### Document text
>>>>>

September 2, 2011
Insomnia Costs US Employers $63 Billion Per Year
Nearly one-in-four U.S workers are affected by insomnia, costing the nation $63.2 billion a year in lost productivity, according to a report from the American Academy of Sleep Medicine published Thursday in the journal Sleep.
The study found that, on average, U.S. workers lose 11.3 days of productivity each year due to insomnia.
"We were shocked by the enormous impact insomnia has on the average person's life," said Dr. Ronald Kessler, a psychiatric epidemiologist with the Department of Health Care Policy at Harvard Medical School and lead author of the study.
"It's an underappreciated problem. Americans are not missing work because of insomnia. They are still going to their jobs but accomplishing less because they're tired. In an information-based economy, it's difficult to find a condition that has a greater effect on productivity."
The researchers surveyed 7,428 employed people throughout the U.S., and found that 23.2 percent experienced some form of insomnia, such as difficulty falling asleep or nighttime waking, at least three times a week during the previous month.
Insomnia was also found to be significantly lower (14.3 percent) among workers age 65 and older, and higher among working women (27.1 percent) than working men (19.7 percent).

<<<<<

### Provided records
>>>>>

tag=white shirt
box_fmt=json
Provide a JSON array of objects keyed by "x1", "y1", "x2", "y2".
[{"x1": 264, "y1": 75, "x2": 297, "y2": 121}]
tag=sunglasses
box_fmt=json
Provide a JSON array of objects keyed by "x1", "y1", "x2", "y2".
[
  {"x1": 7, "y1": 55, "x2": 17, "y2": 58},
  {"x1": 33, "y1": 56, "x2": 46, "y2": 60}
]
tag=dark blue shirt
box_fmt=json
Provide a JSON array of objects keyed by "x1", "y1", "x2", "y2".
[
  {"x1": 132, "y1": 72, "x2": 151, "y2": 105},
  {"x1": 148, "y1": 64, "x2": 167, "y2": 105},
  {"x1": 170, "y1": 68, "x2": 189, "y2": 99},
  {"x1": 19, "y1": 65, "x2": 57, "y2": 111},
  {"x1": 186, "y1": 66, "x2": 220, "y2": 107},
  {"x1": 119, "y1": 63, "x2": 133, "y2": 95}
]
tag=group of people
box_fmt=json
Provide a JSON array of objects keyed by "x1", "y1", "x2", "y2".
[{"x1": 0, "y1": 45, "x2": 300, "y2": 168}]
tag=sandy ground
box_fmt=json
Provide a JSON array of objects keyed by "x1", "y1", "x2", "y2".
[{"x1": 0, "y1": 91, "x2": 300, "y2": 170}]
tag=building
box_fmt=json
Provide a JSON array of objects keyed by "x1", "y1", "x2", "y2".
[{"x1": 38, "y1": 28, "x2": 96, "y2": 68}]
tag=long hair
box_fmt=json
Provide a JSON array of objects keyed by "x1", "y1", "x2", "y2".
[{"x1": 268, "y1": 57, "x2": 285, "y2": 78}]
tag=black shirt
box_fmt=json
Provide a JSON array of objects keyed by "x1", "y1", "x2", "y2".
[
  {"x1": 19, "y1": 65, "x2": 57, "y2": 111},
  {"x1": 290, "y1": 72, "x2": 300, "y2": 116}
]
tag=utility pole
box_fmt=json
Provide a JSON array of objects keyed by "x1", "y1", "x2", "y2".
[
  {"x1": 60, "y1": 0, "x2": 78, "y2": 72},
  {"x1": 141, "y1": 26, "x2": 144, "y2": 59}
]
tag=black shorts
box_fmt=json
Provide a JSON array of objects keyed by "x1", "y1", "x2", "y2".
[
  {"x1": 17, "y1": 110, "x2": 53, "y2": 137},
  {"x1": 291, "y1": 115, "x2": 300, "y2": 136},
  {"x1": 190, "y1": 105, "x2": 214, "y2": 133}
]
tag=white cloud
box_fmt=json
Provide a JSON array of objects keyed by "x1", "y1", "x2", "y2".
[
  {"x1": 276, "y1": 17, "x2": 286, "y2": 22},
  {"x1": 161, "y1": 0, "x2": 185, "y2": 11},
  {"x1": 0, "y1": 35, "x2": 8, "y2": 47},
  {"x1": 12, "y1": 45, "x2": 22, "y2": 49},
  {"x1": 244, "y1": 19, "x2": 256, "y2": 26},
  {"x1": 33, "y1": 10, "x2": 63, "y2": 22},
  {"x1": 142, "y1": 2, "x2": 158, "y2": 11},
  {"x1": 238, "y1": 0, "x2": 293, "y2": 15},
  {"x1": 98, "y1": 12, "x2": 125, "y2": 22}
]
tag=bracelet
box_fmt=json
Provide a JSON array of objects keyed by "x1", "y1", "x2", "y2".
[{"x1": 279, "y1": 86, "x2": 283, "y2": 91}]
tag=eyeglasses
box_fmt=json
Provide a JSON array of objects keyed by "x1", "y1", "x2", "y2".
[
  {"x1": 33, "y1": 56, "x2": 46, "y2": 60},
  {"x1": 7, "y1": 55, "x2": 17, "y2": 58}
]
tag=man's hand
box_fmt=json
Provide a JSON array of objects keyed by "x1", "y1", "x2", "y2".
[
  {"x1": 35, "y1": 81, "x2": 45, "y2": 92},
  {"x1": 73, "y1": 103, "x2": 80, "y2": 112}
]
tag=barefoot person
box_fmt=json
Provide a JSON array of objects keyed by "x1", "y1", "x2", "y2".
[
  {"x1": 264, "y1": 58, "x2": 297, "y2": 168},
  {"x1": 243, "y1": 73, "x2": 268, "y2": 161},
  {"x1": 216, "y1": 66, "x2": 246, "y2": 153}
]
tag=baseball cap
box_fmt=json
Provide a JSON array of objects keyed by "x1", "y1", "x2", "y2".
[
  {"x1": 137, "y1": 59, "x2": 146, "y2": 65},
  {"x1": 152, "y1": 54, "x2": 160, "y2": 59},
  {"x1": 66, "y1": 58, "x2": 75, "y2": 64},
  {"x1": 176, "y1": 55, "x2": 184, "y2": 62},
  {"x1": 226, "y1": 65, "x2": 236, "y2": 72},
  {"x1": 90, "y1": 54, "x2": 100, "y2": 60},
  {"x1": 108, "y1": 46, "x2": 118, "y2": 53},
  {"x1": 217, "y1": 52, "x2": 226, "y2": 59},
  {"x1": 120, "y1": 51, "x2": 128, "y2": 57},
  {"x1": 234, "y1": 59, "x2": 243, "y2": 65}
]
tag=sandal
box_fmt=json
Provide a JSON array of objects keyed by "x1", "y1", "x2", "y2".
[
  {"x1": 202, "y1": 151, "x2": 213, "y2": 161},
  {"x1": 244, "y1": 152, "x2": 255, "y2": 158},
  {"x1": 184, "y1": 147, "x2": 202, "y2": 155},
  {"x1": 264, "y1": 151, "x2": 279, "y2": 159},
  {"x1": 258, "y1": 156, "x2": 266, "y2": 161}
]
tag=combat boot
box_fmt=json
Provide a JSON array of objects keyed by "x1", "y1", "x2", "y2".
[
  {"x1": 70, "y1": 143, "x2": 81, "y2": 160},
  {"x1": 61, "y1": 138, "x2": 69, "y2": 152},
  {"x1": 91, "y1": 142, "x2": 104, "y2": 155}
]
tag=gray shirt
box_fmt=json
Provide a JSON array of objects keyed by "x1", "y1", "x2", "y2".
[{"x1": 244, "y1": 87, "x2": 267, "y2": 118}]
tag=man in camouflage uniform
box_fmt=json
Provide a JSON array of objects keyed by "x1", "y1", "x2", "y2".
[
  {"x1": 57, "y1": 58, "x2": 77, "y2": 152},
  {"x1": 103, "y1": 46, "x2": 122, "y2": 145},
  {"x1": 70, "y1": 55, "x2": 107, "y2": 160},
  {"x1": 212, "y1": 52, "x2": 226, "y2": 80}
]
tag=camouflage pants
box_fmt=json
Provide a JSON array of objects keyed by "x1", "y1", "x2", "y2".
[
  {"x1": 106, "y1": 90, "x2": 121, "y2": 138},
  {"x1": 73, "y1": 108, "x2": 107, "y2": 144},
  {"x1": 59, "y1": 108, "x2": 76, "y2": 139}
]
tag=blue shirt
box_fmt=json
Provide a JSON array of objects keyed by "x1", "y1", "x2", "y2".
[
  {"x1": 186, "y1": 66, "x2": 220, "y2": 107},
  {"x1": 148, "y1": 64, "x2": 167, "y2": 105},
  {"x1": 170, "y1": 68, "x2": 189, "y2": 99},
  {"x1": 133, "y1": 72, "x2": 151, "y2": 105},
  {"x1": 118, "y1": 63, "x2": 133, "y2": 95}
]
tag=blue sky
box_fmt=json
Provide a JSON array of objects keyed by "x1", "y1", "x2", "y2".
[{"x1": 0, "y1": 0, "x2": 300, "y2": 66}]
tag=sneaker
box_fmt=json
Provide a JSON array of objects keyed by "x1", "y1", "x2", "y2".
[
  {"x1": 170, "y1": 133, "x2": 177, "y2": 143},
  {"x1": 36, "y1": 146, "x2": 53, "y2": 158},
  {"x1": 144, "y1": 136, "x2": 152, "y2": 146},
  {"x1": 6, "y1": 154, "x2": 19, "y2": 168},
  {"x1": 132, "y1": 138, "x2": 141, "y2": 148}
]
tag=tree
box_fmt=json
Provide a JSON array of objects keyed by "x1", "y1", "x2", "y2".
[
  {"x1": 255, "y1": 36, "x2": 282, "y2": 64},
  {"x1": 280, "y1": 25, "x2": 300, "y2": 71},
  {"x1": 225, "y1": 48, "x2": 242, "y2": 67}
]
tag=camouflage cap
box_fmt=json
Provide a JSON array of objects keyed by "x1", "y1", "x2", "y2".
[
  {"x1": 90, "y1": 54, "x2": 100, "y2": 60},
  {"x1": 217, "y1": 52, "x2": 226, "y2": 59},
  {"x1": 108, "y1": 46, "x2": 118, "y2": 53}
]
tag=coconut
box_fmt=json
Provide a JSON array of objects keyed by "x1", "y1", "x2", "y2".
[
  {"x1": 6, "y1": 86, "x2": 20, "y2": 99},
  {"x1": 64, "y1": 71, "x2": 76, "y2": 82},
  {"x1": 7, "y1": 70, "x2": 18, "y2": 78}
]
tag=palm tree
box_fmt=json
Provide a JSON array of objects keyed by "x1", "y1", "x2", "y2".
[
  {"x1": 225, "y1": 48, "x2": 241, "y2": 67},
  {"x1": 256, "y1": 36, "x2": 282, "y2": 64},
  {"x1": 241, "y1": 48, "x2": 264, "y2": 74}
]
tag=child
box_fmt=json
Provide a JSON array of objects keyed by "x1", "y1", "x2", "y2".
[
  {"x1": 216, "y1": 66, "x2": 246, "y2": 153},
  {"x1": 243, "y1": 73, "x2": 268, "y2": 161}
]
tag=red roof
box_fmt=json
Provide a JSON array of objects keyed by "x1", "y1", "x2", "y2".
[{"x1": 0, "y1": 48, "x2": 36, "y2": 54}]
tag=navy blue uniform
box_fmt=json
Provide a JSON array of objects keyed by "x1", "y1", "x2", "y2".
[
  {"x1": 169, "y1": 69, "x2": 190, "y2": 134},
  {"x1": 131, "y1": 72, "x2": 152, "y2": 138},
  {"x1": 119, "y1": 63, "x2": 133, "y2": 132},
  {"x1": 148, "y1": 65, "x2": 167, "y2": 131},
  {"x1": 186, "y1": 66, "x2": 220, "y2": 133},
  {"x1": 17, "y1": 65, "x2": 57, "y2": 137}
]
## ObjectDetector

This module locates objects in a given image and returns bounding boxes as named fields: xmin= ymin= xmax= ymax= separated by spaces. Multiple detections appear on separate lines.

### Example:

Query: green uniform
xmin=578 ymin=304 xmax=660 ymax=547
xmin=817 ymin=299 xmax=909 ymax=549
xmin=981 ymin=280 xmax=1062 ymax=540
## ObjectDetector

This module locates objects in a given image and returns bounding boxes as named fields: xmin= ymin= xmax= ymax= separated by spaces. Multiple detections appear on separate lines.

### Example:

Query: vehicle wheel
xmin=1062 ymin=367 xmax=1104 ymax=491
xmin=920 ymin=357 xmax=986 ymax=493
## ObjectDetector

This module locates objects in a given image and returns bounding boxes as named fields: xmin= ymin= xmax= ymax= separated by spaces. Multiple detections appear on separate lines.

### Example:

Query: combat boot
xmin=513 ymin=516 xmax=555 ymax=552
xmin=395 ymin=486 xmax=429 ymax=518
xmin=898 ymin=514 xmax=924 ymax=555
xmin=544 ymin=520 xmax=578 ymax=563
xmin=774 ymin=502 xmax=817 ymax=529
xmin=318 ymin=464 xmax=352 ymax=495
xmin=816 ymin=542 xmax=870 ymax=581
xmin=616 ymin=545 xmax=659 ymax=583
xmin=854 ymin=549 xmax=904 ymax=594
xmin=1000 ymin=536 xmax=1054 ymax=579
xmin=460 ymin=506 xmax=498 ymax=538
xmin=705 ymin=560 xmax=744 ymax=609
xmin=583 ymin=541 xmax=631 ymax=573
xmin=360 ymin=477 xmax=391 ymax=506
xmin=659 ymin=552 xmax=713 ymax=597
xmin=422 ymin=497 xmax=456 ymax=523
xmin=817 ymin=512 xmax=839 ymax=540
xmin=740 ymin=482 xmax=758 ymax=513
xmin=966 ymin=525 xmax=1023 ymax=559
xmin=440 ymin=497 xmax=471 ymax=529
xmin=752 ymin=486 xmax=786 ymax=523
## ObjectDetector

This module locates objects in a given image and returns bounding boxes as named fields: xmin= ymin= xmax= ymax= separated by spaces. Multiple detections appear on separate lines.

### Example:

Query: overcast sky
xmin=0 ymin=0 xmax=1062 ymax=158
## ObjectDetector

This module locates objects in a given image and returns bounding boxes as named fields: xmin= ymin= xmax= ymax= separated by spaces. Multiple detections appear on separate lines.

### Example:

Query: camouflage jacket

<<<<<

### Task list
**A.** Copy the passage of the insomnia article between "The study found" and "of the study.", inclusive.
**B.** Proceed with the article on insomnia's cost to U.S. employers, picking up after its final sentence.

### Your written answers
**A.**
The study found that, on average, U.S. workers lose 11.3 days of productivity each year due to insomnia.
"We were shocked by the enormous impact insomnia has on the average person's life," said Dr. Ronald Kessler, a psychiatric epidemiologist with the Department of Health Care Policy at Harvard Medical School and lead author of the study.

**B.**
The study revealed a lower than average insomnia prevalence among respondents with less than a high school education (19.9 percent) and among college graduates (21.5 percent). Those with a high school education (25.3 percent) or some college education (26.4 percent) showed higher rates of prevalent insomnia.
Kessler said accurate estimates on the costs of insomnia in the workplace might justify the implementation of screening and treatment programs for employees.
"Now that we know how much insomnia costs the American workplace, the question for employers is whether the price of intervention is worthwhile," said Kessler.
However, since insomnia is not typically considered the type of illness results in lost days at work, employers tend to ignore its consequences, he said.
The average cost of treating insomnia ranges from about $200 a year for a generic sleeping pill to up to $1,200 for behavioral therapy, according to study co-author James K. Walsh, Ph.D., executive director and senior scientist at the Sleep Medicine and Research Center at St. Luke's Hospital in Chesterfield, Missouri.